### PAGE EXTRACT
>> Begin

Charlotte Haugland Sundkvist (Department of Business, Marketing and Law, University of South-Eastern Norway, Kongsberg, Norway)
Tonny Stenheim (Department of Business, Marketing and Law, University of South-Eastern Norway, Kongsberg, Norway)

Journal of Applied Accounting Research

ISSN: 0967-5426

Article publication date: 27 December 2022

Issue publication date: 14 July 2023

288

Abstract

Purpose

The purpose of this paper is to examine the role family identity and reputational concerns plays when private family firms engage in earnings management.

Design/methodology/approach

The paper is conducted as an archival study using data from private limited liability firms in Norway over the period from 2002 to 2015. The dataset includes financial accounting data and data on family relationships between shareholders, board members and CEOs, where family relationships are determined through bloodlines, adoption and marriage, tracing back four generations and extending out to third cousins. To investigate the incidence of earnings management, the authors employ a measure of accrual-based earnings management (AEM) (Dechow and Dichev, 2002; McNichols, 2002) and a measure of real earnings management (REM) (Roychowdhury, 2006). They use whether or not the family name is included in the firm name (i.e. family name congruence) as a proxy for family members' identification with the family firm and their sensitivity to reputational concerns.

>> End

### DIRECTIONS
1. From the article excerpt, answer these:
(a) What ISSN is given for the journal?
(b) Over what period was the data on Norwegian private limited liability firms collected?
(c) What do the authors use as a proxy for family members' identification with the family firm?
2. Could you copy the article excerpt, beginning at the words "Article publication date: 27" and stopping after "in earnings management.", and replace "reputational concerns" with "concerns about reputation"?
Answer using only the article excerpt.

### RECORDS
>> Begin

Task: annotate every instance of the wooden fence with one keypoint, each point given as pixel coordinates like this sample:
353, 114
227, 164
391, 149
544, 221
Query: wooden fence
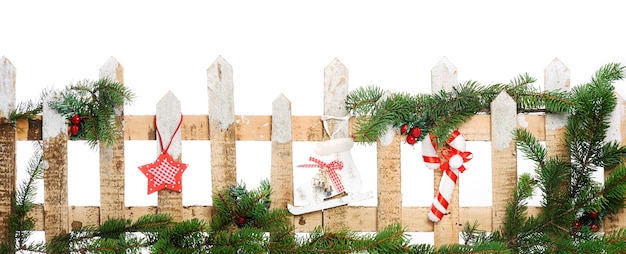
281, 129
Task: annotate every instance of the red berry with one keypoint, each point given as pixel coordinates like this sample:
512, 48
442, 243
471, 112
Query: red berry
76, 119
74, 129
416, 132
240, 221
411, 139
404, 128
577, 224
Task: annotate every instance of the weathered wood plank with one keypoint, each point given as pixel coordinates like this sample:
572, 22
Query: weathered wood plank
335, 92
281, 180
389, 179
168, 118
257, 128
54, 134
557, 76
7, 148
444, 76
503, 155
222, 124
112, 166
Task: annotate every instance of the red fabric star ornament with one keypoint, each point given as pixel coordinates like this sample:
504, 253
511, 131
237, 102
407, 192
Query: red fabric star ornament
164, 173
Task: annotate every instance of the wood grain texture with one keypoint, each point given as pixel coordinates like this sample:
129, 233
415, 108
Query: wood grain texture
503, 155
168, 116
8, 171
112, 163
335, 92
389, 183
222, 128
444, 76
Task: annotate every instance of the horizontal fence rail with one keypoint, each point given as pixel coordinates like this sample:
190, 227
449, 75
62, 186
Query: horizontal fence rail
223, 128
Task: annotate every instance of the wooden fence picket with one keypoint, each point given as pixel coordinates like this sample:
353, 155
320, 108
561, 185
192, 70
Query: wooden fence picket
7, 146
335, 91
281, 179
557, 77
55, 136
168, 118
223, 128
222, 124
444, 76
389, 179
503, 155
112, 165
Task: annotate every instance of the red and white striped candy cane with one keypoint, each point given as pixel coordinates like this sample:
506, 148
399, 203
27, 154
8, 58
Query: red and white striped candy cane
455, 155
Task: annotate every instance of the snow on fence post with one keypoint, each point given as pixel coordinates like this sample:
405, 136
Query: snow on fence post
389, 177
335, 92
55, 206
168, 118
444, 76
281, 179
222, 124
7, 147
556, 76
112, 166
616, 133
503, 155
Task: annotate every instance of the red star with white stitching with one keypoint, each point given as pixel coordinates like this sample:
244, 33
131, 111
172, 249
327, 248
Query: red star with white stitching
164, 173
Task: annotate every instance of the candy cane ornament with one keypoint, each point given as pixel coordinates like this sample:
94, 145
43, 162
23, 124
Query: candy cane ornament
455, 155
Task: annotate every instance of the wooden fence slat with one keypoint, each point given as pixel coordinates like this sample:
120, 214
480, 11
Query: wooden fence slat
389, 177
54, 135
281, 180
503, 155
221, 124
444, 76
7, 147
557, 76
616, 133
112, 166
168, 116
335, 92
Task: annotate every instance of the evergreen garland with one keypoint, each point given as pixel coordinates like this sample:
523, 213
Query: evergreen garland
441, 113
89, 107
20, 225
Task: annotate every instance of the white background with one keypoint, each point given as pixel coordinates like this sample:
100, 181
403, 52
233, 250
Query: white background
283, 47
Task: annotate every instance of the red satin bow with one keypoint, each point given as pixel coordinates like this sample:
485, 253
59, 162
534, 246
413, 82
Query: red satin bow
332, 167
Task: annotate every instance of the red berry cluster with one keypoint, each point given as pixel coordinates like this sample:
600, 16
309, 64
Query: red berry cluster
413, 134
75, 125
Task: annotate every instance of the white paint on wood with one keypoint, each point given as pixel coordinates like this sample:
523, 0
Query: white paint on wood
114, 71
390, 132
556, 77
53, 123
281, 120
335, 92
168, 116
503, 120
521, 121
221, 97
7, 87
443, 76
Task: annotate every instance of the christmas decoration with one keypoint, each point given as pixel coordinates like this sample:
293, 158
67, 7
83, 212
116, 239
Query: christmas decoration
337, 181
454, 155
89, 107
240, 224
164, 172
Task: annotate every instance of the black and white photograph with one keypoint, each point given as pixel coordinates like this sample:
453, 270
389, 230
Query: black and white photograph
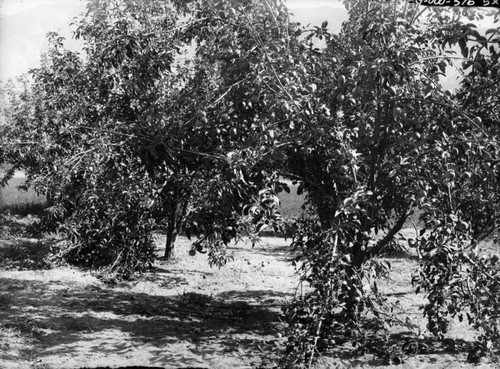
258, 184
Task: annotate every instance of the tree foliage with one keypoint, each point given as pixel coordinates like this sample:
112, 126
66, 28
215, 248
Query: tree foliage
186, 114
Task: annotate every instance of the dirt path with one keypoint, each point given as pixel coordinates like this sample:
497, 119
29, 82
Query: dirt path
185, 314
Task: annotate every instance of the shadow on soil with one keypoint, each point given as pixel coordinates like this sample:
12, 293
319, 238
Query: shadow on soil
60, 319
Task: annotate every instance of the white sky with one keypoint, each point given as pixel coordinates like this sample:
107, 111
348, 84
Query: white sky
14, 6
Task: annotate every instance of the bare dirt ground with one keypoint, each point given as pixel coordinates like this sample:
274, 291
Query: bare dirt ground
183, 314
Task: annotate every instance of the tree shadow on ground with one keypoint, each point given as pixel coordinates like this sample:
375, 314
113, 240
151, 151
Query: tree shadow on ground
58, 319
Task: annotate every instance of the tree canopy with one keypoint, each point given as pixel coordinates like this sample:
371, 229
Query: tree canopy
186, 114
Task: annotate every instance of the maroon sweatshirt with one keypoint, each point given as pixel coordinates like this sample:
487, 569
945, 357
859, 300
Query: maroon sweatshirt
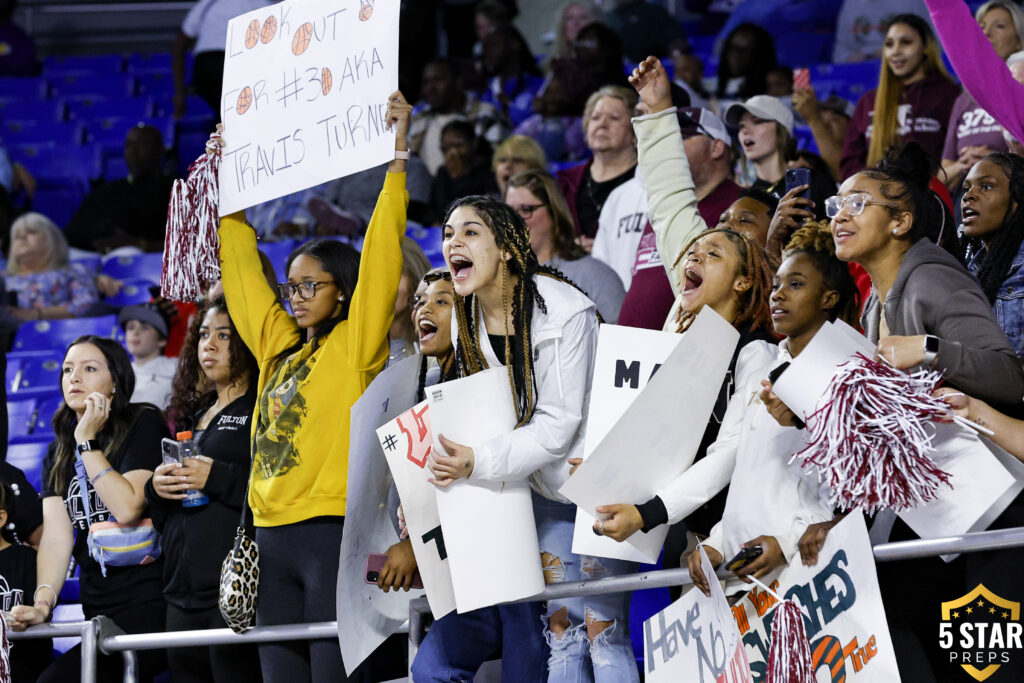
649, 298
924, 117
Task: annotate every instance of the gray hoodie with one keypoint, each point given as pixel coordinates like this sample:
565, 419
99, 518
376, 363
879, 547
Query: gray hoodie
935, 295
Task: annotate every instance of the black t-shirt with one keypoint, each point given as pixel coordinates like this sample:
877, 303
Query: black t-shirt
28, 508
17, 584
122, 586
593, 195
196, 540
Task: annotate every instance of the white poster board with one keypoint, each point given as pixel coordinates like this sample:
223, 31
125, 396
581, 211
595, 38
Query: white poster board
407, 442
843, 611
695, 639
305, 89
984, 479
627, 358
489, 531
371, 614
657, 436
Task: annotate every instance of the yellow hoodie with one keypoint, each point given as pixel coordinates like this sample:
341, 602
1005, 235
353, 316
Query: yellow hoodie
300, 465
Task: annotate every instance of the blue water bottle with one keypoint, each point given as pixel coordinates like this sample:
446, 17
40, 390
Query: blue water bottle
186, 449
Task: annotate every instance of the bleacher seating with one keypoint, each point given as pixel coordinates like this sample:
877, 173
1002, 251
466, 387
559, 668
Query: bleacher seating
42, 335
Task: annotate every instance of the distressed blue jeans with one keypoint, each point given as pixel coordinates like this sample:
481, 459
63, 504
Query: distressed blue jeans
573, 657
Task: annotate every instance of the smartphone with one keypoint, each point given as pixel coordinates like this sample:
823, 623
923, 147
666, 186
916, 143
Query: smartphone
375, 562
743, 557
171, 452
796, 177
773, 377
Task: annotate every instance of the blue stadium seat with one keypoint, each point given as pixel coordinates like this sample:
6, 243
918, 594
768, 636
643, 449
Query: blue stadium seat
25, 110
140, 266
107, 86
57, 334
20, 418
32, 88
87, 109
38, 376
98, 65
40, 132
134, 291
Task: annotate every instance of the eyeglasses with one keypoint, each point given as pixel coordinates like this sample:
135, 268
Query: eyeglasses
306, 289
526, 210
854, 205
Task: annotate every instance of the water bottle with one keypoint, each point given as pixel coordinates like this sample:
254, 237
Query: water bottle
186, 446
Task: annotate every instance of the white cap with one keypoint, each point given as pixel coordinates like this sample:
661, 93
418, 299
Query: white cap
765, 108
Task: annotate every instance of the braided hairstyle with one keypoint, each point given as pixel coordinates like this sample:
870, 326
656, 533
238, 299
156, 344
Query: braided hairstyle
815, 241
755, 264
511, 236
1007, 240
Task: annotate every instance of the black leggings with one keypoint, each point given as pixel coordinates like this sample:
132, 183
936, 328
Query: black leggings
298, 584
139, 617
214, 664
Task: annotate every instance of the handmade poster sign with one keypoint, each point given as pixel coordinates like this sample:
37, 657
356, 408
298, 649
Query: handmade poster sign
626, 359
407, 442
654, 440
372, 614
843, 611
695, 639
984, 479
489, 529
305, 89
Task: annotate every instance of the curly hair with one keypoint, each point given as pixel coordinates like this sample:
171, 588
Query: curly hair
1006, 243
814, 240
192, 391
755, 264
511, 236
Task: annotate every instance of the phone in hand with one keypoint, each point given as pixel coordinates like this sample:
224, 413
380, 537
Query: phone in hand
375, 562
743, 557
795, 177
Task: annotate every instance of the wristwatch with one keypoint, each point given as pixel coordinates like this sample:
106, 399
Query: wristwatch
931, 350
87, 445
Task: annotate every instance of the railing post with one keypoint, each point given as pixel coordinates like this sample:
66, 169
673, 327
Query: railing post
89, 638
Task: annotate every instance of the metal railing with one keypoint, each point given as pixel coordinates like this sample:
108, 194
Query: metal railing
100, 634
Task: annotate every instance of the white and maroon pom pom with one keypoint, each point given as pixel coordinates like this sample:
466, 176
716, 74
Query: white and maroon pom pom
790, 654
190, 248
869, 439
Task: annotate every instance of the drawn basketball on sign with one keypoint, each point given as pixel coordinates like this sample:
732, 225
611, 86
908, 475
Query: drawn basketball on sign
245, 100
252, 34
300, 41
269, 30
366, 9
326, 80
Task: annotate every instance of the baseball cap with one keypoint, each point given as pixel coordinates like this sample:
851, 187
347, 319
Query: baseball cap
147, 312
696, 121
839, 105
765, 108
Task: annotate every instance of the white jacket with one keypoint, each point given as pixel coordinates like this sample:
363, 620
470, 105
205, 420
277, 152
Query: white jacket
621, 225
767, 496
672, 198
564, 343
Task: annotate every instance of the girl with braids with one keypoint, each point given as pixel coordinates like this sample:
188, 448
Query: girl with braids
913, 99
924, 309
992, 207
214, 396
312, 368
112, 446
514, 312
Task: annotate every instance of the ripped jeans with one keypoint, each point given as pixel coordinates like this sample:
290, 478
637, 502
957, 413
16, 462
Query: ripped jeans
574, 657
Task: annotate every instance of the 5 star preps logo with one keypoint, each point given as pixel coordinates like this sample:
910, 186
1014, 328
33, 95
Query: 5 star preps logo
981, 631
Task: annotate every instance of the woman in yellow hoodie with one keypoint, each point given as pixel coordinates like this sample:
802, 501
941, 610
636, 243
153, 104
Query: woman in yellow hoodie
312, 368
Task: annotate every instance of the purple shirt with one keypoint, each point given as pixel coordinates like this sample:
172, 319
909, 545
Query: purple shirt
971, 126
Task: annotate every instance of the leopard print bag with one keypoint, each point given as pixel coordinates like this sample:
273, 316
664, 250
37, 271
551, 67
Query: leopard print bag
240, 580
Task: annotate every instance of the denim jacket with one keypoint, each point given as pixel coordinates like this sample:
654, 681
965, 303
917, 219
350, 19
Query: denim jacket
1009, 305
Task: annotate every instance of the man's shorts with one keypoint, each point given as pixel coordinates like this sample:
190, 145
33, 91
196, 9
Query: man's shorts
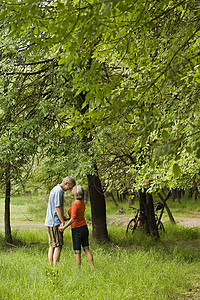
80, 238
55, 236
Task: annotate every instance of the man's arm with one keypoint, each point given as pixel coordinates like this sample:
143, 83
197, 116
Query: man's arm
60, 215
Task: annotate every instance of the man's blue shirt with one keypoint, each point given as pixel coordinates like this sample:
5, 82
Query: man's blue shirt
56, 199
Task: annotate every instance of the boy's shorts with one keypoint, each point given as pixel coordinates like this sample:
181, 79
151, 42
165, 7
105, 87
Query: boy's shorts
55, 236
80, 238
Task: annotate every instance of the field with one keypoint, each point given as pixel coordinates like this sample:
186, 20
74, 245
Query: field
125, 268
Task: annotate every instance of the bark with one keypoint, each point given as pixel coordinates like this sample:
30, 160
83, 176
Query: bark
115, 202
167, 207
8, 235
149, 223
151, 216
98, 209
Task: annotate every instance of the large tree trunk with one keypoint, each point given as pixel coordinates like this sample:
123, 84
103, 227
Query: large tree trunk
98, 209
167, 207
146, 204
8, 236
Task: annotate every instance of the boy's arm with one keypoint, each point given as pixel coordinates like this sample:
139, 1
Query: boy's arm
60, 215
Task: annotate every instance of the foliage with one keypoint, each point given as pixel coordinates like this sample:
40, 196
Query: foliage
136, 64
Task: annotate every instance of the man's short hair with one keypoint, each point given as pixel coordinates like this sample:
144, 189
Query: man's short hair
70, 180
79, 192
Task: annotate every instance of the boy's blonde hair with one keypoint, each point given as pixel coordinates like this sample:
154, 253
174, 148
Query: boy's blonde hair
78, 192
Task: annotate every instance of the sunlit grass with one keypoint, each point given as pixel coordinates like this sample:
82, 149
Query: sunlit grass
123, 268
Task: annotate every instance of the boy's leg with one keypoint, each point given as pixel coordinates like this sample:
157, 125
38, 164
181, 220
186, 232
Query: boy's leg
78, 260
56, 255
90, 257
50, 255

>> End

### SET OF ANSWERS
1.
(a) 0967-5426
(b) From 2002 to 2015
(c) Whether or not the family name is included in the firm name (family name congruence)

2.
Article publication date: 27 December 2022

Issue publication date: 14 July 2023

288

Abstract

Purpose

The purpose of this paper is to examine the role family identity and concerns about reputation plays when private family firms engage in earnings management.